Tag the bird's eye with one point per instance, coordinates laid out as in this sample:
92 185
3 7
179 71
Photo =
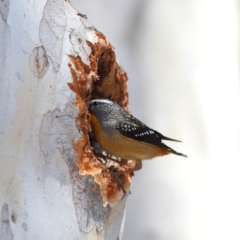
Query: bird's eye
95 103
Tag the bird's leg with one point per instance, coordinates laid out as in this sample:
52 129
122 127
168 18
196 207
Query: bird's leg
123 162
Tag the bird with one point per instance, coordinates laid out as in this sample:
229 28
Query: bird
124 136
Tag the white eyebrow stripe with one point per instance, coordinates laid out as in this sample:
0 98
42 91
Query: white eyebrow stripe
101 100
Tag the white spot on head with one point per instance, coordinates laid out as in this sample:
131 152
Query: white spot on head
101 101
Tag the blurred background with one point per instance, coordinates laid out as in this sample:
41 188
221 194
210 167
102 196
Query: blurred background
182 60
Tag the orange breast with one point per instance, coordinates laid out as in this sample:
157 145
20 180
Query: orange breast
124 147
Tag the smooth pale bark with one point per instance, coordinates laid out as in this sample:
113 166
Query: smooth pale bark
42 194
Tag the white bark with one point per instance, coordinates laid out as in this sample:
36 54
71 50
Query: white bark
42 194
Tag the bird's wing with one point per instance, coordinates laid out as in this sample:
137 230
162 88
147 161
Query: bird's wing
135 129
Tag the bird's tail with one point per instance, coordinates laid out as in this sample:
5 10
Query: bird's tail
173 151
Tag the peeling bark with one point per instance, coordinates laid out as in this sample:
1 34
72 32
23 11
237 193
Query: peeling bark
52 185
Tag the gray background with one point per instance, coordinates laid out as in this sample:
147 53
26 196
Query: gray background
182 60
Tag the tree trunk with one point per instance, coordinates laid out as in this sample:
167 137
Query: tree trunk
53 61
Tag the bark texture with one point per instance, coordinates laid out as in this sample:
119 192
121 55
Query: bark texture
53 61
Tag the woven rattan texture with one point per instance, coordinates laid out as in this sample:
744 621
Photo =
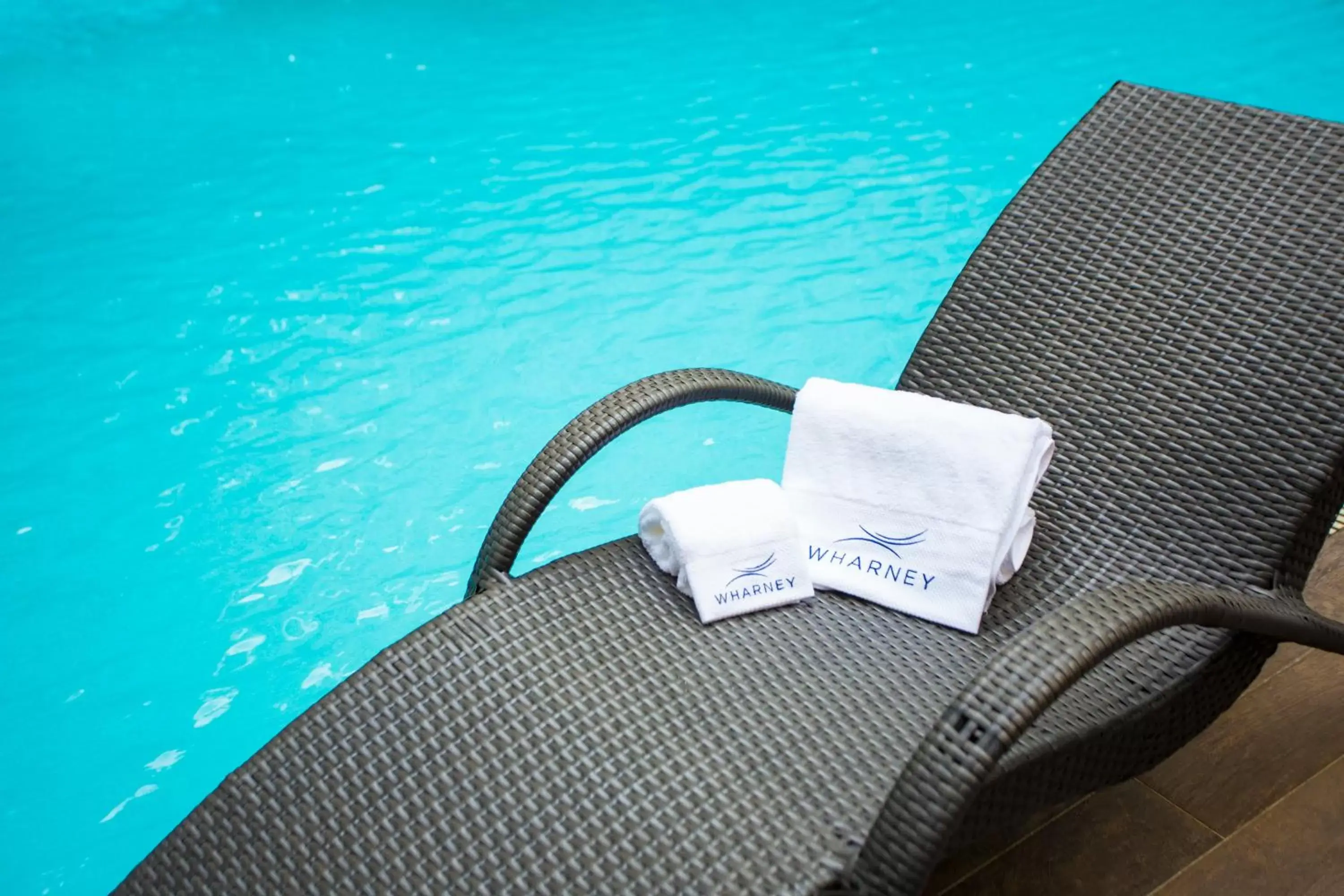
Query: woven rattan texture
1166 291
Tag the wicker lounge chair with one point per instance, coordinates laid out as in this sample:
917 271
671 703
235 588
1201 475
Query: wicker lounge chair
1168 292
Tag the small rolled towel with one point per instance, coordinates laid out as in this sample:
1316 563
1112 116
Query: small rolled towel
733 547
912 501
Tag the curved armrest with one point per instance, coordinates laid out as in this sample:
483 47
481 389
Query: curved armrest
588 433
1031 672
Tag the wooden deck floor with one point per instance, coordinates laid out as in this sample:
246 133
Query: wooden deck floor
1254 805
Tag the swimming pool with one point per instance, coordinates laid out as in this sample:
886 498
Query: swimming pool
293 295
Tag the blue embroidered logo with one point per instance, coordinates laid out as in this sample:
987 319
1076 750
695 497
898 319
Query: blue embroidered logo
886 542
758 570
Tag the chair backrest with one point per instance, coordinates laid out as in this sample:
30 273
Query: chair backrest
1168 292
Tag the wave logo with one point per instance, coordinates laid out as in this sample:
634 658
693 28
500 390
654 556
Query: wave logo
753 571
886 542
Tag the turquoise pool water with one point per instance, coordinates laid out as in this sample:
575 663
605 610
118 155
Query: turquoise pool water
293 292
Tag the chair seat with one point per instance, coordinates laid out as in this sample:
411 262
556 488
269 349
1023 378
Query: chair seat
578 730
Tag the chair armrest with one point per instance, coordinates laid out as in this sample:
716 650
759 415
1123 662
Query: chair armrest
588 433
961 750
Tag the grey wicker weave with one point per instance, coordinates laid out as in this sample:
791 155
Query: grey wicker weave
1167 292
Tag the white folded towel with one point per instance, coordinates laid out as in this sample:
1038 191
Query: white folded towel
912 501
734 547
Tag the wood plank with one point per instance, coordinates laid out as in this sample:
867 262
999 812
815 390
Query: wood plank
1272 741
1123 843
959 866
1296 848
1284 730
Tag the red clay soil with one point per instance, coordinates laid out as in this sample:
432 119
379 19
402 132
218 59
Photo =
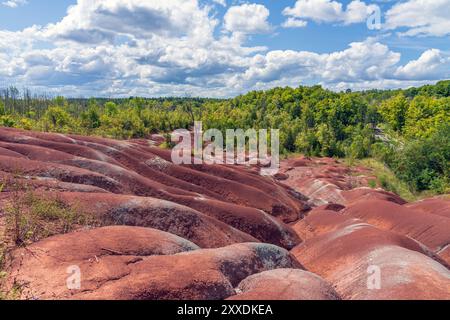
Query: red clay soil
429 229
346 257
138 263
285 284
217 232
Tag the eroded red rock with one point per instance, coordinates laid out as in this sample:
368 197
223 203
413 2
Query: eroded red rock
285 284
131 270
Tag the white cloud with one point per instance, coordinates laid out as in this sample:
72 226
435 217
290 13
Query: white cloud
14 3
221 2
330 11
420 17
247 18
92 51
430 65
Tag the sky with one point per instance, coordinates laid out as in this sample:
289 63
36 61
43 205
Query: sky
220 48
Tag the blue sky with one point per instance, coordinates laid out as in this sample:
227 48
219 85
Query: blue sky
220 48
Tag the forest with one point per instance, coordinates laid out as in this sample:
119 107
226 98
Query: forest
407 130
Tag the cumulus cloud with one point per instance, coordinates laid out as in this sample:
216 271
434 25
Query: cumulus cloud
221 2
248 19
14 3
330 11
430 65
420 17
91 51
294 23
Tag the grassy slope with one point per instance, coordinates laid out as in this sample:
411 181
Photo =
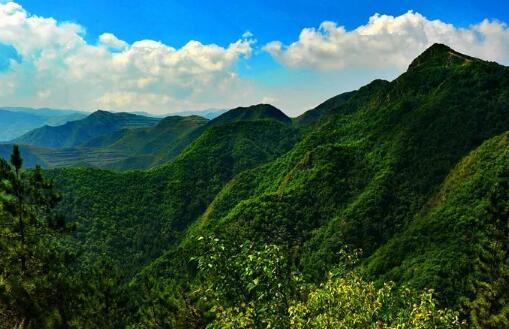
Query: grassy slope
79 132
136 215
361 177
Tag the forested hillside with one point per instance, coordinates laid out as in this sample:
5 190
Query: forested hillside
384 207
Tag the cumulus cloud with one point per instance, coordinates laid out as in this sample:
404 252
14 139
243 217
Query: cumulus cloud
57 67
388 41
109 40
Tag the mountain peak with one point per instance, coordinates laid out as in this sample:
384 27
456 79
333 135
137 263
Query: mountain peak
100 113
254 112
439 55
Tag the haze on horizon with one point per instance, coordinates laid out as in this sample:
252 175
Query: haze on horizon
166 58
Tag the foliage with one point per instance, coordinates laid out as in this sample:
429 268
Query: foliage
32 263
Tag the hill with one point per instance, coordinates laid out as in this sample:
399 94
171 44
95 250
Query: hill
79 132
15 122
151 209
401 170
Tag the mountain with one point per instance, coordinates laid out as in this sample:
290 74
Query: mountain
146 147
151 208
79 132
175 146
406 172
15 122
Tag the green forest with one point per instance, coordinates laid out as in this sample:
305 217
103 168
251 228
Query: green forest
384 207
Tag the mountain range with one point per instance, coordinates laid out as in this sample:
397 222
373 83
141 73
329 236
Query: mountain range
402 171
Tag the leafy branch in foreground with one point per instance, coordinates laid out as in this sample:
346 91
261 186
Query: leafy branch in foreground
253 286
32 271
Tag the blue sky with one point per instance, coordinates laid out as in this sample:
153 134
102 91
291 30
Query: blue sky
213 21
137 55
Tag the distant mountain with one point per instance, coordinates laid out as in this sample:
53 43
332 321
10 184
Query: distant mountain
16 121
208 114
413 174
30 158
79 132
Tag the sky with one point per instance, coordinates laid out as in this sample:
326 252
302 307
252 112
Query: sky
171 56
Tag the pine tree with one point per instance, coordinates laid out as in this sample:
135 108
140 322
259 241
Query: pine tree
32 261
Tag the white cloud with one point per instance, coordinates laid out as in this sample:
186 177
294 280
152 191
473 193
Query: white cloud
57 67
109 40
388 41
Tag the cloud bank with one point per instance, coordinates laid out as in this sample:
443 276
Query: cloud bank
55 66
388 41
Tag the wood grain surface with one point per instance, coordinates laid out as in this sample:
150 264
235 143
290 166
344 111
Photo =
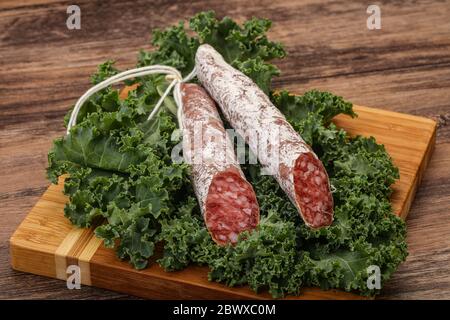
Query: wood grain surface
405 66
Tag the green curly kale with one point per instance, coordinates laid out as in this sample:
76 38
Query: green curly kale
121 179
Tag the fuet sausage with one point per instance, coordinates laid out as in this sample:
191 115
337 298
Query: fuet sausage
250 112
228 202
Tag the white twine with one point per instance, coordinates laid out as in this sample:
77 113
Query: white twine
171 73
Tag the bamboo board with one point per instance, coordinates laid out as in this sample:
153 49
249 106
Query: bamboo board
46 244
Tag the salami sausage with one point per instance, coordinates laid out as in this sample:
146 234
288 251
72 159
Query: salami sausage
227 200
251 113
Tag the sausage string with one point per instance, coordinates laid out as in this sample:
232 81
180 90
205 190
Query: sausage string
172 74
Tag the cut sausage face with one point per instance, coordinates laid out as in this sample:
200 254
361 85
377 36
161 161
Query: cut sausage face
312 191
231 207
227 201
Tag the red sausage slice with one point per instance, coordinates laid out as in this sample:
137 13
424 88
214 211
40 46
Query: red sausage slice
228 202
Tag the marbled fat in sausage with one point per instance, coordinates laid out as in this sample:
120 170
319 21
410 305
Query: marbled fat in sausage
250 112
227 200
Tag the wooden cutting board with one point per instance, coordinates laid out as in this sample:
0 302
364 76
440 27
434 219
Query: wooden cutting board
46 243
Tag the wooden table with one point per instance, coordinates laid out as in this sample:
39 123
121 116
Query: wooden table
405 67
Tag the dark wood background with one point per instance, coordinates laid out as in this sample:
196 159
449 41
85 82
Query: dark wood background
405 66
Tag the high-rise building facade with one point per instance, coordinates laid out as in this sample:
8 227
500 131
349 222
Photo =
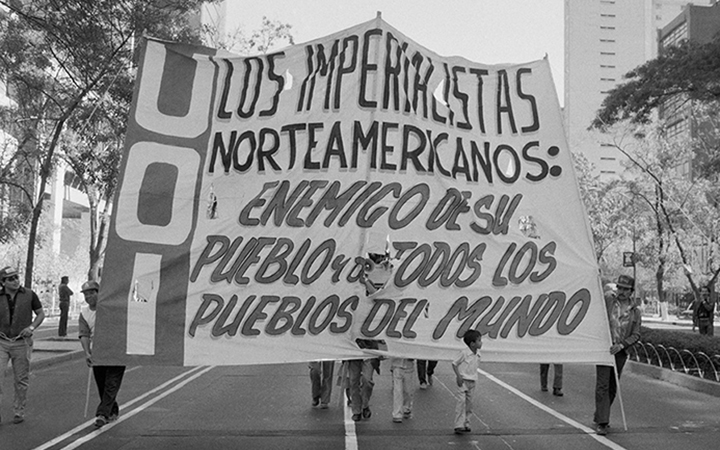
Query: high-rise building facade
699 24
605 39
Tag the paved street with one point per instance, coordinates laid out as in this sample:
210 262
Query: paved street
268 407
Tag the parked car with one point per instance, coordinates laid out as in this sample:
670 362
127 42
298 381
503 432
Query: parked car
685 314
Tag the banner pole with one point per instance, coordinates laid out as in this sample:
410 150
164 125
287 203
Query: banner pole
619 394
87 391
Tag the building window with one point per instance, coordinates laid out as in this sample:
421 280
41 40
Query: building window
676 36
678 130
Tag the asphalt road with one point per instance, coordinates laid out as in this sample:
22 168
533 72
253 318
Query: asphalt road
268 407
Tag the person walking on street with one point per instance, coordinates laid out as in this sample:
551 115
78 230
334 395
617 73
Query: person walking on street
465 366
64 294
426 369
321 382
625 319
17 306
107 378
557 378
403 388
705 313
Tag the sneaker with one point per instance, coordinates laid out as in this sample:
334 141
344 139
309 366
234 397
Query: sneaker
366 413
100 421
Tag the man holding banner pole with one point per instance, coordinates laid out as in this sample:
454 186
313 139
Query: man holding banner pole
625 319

# # # #

#### Request
Find the line that contains "Tag the banner". Repeat it and every line after it, exactly as written, up to and including the last line of the records above.

#### Output for this task
Tag the banner pole with one point per instance, coordinates laid out as in this sample:
410 150
164 125
287 203
Query: banner pole
619 394
87 391
Tag the building window with one point per instance, coordinates laid out as in this sample:
421 280
41 40
Query: building window
676 36
678 130
Tag the asphalt road with one point per instance, coordinates laid out as in this sample:
22 168
533 72
253 318
Query: asphalt road
268 407
Tag the person walking on street with one point per instance, coordinates laid out as in this sample:
551 115
78 230
334 395
617 73
Query: person walking on street
465 366
64 294
426 369
321 382
625 319
17 306
107 378
557 378
403 388
705 313
Tag the sneaker with one point per instance, coordinates laid out as in this sample:
334 141
344 139
309 366
234 397
Query: sneaker
366 413
100 421
Tag the man holding banner pole with one point per instance, coordinates laid out as in this sample:
454 186
313 139
Query: man holding banner pole
625 319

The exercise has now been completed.